• [TASK OBJECTIVE]:
Answer these questions from the abstract below:
(a) Through what do most Americans obtain their MCO membership?
(b) Which three recent Supreme Court decisions on managed care does it name?
(c) For what federal legislation would the new jurisprudence remove much of the perceived need?

Abstract
Most Americans receive their healthcare from a managed care organization (MCO), which makes state regulation of MCOs a significant policy issue. Most Americans also obtain their MCO membership through an employer-sponsored benefits plan subject to federal regulation. Consequently, courts must determine whether and to what extent federal law preempts state MCO regulation.
Over the last quarter-century, two questions have been particularly troublesome for the courts: (1) may patients sue their MCOs for negligence and related state law claims? and (2) may states regulate the benefits provided by MCOs to employment groups? Judicial attempts to address these issues have resulted in a confusing and doctrinally inconsistent jurisprudence of managed healthcare, in which like cases are treated differently and congressional intent is all but forgotten. In three recent decisions concerning managed care, Pegram v. Herdrich, Rush Prudential HMO v. Moran, and Kentucky Ass'n of Health Plans v. Miller, the U.S. Supreme Court missed opportunities to rationalize this body of law, further entrenching a failed jurisprudence of managed care.
This Article contends that the flaws in the Court's jurisprudence stem from a single mistake of statutory construction; specifically, the failure to recognize that medical benefits promised to patients by MCOs are not employment benefits, even when paid for by an employer. Were the Supreme Court to recognize and reverse this simple mistake, a new jurisprudence of managed care would emerge that eliminates confusion, avoids doctrinal conflict and inconsistency, and effectuates congressional intent. The new jurisprudence would also obviate much of the perceived need for federal "Patients' Bill of Rights" legislation.

• [MATERIAL SHOWN]:

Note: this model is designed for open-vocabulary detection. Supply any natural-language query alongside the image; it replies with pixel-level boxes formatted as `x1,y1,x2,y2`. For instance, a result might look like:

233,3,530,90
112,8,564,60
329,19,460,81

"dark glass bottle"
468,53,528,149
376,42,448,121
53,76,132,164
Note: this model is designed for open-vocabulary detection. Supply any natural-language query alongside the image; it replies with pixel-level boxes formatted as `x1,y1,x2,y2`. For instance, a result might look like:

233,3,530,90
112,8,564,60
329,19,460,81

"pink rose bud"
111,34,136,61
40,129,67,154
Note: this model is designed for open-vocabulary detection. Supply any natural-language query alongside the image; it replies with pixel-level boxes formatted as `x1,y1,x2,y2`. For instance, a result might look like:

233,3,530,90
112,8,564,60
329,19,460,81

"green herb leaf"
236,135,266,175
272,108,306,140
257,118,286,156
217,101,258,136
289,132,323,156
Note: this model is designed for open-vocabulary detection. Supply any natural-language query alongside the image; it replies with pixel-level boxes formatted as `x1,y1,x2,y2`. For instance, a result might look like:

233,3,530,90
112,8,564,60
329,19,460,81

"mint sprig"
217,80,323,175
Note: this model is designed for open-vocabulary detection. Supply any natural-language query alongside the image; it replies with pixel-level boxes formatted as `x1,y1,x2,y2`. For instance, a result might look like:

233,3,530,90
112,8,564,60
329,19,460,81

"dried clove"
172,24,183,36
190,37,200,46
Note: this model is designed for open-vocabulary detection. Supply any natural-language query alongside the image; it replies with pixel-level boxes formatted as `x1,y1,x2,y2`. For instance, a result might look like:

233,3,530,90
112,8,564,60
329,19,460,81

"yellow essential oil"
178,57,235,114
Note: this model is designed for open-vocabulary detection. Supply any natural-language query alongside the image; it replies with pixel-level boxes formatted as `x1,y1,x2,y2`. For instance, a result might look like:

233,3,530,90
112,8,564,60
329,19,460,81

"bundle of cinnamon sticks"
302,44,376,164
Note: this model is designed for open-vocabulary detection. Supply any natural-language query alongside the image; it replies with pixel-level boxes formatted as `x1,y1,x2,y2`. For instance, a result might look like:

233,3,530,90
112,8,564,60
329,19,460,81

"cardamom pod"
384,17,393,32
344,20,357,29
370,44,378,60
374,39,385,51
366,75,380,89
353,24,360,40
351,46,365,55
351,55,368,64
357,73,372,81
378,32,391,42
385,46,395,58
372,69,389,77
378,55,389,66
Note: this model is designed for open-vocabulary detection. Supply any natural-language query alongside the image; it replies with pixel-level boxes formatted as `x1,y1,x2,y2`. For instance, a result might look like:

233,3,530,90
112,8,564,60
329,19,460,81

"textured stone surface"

• [TASK OUTPUT]:
(a) An employer-sponsored benefits plan subject to federal regulation.
(b) Pegram v. Herdrich, Rush Prudential HMO v. Moran, and Kentucky Ass'n of Health Plans v. Miller.
(c) Federal "Patients' Bill of Rights" legislation.